Okay, well, I’ll admit, that’s exactly what he has made here. But this guy really knows how to do that and stay interesting in my opinion. Even though surely shot on the usual Hollywood bankroll, the effects here reminded me of the fast and loose style Robert Rodriguez stumbled upon in making the first two Spy Kids movies on trademark tight budget. They’re having fun with this and it translates right onto the film, through the projector and into the audience: at least, for this audience it did. I laughed almost constantly for the duration and entirely “got” the slightly sillier aspects of the production. Anna Friel being allowed (in fact, apparently Silberling insisted) to keep her Mancunian accent is a wonderful bonus.



Le Dîner de Cons

Le Dîner de Cons

Wednesday, May 20th, 2009

I’m going to try and watch as much French cinema for the next week or so before a short and long overdue trip to Paris, mostly pulled from the recommendations of a fantastic podcast I found on iTunes called FrenchPodClass (seems not to have been updated in almost a year but there’s still plenty of free downloadable content). This was the first recommendation and appealed to me in particular as it’s only just over 75 minutes in length.

• Task statement:
Extend the film review text above, starting right after its final sentence.

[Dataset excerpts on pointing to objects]
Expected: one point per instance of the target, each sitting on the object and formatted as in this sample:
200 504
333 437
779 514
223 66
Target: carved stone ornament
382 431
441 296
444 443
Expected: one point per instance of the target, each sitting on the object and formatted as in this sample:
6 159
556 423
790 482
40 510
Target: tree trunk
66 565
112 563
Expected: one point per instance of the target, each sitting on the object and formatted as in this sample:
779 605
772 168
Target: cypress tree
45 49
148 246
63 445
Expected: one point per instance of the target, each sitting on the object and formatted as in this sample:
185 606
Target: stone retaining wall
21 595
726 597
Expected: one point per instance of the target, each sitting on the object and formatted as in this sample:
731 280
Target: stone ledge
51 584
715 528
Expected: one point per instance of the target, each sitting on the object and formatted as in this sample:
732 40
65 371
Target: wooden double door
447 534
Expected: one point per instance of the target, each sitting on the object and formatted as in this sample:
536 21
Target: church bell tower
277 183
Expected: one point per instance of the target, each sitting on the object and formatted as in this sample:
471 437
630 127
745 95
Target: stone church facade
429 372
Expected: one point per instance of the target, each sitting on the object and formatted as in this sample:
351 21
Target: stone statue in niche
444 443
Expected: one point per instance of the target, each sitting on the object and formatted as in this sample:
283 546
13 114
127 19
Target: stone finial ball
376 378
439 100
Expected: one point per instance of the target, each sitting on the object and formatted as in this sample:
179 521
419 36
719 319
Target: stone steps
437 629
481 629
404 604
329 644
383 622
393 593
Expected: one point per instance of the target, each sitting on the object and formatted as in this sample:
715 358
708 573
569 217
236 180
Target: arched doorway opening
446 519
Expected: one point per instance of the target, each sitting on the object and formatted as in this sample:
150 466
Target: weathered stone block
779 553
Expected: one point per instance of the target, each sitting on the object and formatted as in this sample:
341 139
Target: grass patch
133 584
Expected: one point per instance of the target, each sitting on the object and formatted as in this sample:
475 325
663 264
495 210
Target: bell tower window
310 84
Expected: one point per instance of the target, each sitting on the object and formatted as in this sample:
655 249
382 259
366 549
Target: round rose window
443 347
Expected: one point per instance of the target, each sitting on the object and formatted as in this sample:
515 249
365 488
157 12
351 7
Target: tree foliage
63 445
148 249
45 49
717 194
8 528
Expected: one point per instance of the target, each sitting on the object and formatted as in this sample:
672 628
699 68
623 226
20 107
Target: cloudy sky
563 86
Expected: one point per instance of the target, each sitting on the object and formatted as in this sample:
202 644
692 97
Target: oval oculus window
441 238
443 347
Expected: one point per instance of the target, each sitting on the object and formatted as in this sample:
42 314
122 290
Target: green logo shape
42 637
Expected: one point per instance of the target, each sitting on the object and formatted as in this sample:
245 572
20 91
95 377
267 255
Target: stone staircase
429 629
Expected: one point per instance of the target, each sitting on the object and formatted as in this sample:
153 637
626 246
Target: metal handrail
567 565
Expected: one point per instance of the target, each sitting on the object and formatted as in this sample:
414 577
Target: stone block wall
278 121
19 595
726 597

• Response:
Well, I don’t think I’ve laughed so hard in a long time. This is a true comedy, truly simple, almost entirely set in one room and never actually getting to the dinner mentioned in its title (well, metaphorically notwithstanding). It reminded me of a play by John Godber I once saw (and, by connection I guess, just about all those class war plays) except that as opposed to wealth and status being the great divide here, the French version seems to be the war of intellects (of course, wealth and status come into this too). If you’ve read more than a handful of my reviews you might already know that I don’t usually go for pure comedy, nor do I often like movies about characters so mean as some of the protagonists here, but I guess for this I must make an exception. Though this does take a fairly melodramatic turn in the last act and I liked this part very much, I was still hoping that it was leading up to one final gutbusting gag, and I wasn’t let down. The movie, like those Northern British plays of old, has a very serious point to make on one level, but it’s also incredibly entertaining about it. I don’t know if it’s a movie I’d watch over and over, it really gives you its all in one sitting; but I’m very happy I took the short time required to see it. Highly recommended even if you never watched a foreign film before.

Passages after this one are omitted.